Pick out each line in the data below that contains the string "windshield", and copy those lines in full.

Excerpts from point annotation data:
********************

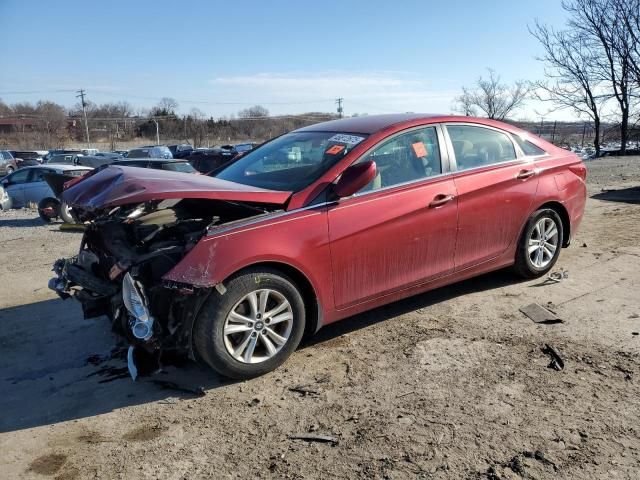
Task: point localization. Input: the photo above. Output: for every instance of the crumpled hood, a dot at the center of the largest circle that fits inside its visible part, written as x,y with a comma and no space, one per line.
115,185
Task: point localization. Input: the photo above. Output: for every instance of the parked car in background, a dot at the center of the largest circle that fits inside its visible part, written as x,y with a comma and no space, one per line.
37,155
8,164
182,150
244,147
152,151
171,164
28,186
62,159
94,161
109,155
59,151
312,227
206,160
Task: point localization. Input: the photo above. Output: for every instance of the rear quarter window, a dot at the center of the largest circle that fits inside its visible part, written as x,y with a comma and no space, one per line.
528,148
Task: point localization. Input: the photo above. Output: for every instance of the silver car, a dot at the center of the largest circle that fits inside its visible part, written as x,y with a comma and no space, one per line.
27,185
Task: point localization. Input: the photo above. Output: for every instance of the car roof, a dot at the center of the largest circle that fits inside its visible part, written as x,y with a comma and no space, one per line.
370,124
163,160
58,166
366,124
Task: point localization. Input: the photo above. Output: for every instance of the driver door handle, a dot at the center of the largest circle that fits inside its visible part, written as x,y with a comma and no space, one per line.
523,174
440,200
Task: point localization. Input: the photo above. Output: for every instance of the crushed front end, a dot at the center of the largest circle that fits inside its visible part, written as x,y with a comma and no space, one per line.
125,252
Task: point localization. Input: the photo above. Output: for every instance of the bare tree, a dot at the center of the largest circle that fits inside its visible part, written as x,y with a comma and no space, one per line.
600,22
165,107
628,12
257,111
571,82
196,127
493,98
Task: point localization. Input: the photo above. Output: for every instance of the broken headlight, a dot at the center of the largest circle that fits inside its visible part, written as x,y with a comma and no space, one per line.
136,303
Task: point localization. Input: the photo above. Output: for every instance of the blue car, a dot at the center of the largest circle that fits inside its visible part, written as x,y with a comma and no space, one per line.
28,186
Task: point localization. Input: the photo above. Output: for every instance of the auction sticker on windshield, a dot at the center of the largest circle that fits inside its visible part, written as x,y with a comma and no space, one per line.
348,139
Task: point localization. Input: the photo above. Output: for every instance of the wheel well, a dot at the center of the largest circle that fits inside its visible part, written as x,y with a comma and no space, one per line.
311,304
564,217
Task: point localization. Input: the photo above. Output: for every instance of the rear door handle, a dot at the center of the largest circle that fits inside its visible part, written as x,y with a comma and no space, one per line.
523,174
440,200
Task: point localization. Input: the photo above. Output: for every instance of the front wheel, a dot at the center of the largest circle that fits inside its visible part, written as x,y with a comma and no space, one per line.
253,327
540,244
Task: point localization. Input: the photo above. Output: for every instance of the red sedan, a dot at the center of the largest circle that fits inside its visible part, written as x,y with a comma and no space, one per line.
314,226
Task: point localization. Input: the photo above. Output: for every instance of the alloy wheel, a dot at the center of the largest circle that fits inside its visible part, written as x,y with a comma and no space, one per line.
543,242
258,326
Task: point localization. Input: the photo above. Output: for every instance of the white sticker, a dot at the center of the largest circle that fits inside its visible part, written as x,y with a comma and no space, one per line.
348,139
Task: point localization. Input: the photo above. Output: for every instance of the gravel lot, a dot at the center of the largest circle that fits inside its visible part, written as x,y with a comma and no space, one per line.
448,384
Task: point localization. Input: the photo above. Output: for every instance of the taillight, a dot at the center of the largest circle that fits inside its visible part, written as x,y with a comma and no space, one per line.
580,170
71,182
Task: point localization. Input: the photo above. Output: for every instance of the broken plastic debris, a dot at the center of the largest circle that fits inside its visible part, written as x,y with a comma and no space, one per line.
556,360
133,371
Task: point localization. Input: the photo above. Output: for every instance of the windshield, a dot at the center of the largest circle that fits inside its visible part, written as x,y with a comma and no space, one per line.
291,162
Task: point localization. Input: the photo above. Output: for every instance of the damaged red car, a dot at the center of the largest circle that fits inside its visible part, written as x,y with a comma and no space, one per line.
311,227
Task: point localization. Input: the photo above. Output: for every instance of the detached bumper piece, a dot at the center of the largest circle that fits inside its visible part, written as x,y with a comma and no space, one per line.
95,294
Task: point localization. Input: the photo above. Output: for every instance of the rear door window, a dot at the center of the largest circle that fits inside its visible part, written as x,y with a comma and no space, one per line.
19,177
476,146
528,148
407,157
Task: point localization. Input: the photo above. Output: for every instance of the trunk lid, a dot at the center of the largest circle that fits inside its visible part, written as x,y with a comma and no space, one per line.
116,185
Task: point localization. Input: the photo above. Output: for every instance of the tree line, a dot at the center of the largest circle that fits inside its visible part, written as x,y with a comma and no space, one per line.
591,67
46,124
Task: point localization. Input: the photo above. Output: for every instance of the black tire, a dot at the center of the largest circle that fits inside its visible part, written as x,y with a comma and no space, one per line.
208,331
48,209
524,266
64,215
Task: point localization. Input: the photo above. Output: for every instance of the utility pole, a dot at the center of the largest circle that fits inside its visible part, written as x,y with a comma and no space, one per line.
339,103
81,95
157,131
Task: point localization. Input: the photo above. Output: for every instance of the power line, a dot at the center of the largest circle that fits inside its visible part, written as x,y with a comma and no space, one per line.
339,103
36,91
84,111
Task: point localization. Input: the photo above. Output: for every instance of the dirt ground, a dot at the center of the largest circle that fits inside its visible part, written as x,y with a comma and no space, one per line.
448,384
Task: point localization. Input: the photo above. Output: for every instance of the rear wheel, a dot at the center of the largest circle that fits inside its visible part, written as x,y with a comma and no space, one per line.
540,244
253,327
65,213
48,209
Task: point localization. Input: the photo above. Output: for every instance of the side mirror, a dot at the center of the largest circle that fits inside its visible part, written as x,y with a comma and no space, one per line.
355,178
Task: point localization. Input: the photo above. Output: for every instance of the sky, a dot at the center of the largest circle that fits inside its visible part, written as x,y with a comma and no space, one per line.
289,56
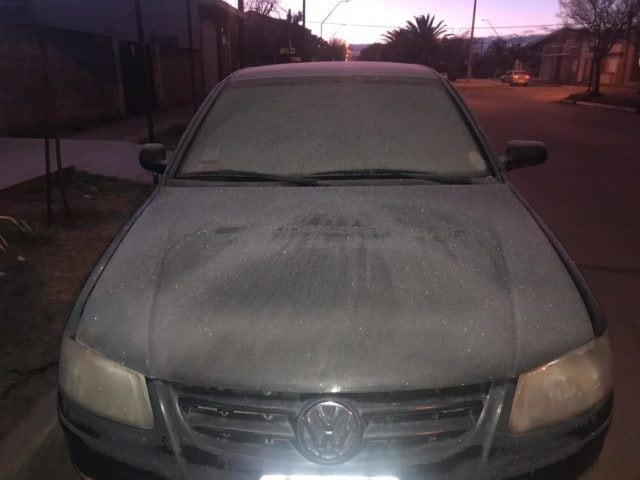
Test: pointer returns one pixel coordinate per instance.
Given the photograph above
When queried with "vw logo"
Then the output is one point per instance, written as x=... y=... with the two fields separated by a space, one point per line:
x=329 y=432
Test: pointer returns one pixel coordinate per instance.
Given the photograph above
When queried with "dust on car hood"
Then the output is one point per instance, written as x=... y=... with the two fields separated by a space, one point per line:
x=334 y=289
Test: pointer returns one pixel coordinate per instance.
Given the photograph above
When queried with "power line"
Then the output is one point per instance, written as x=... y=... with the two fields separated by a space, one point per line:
x=450 y=28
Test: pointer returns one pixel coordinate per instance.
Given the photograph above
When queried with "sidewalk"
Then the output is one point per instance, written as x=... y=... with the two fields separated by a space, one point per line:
x=615 y=97
x=111 y=150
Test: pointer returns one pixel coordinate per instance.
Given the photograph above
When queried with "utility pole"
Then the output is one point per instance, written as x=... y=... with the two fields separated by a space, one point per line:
x=473 y=29
x=333 y=10
x=192 y=67
x=147 y=73
x=304 y=31
x=241 y=46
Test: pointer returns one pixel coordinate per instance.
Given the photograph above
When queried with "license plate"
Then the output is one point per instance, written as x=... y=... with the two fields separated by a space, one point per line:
x=326 y=477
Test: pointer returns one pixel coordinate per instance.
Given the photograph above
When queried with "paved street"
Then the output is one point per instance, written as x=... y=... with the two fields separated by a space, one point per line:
x=588 y=193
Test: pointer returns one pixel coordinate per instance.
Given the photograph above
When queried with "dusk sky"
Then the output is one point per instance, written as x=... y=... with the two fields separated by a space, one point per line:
x=456 y=14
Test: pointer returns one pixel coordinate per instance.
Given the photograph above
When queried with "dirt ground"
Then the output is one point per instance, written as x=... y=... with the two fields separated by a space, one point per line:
x=42 y=273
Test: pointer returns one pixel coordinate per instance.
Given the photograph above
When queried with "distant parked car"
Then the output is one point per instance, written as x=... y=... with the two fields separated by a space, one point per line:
x=516 y=77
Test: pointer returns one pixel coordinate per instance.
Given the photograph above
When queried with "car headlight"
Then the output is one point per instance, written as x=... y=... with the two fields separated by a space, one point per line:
x=104 y=387
x=564 y=388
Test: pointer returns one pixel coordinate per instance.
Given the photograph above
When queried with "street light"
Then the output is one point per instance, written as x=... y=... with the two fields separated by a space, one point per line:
x=495 y=73
x=333 y=10
x=473 y=27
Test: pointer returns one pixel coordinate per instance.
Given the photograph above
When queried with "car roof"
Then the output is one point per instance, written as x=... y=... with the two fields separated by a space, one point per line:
x=333 y=69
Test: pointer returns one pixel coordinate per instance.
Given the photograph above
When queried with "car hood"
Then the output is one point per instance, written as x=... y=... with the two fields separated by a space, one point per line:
x=334 y=289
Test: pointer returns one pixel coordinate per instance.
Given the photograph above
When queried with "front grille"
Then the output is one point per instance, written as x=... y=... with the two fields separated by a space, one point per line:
x=395 y=424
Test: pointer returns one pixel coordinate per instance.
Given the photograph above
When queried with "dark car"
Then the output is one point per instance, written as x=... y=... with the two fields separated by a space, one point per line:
x=516 y=77
x=334 y=277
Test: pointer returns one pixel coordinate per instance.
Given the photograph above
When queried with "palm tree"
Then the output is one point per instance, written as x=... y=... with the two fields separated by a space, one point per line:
x=416 y=42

********************

**Task answer**
Task: point localization. Input: the photo above. Output: for every instance of the auction sticker on windshield, a dot at the center of the largest circle that fits inside its visible part, written as x,y with a comma and no space, one per line.
Task: point localization. Input: the photo above. Output: for every instance of the windshield, a dot at the center of the largest circle that fits inside its visible part, written as x,y with a comma and no space, one per line.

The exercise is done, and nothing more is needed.